- _STATED TASK_
Report how many of the rows below contain the word "class", and give only that number.

- _MATERIAL FOR THIS TASK_
════════
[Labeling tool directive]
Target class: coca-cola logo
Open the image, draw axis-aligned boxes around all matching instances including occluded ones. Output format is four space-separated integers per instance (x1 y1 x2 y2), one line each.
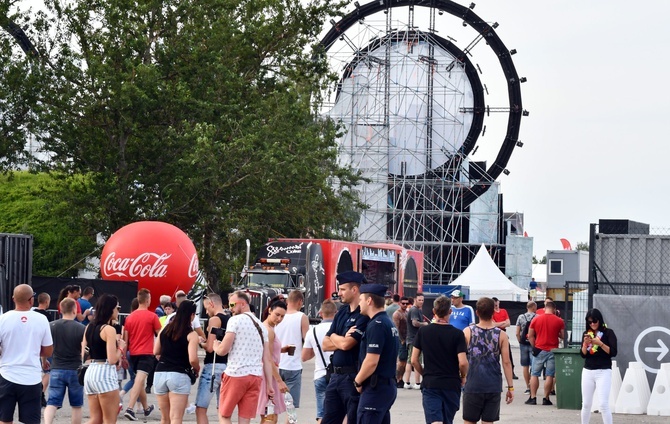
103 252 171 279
════════
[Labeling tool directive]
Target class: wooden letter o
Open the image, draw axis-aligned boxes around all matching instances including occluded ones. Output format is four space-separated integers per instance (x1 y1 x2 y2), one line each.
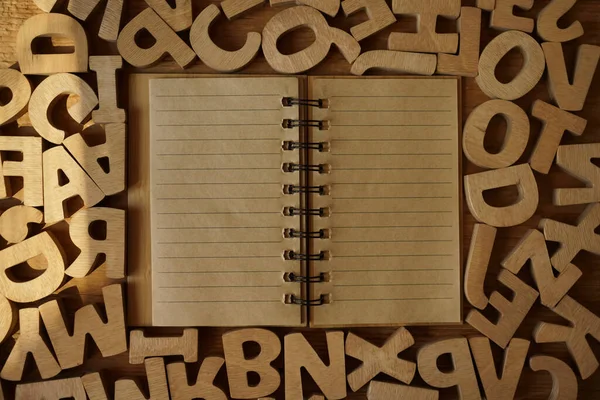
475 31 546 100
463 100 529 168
════════
- _TASK OUTPUT_
2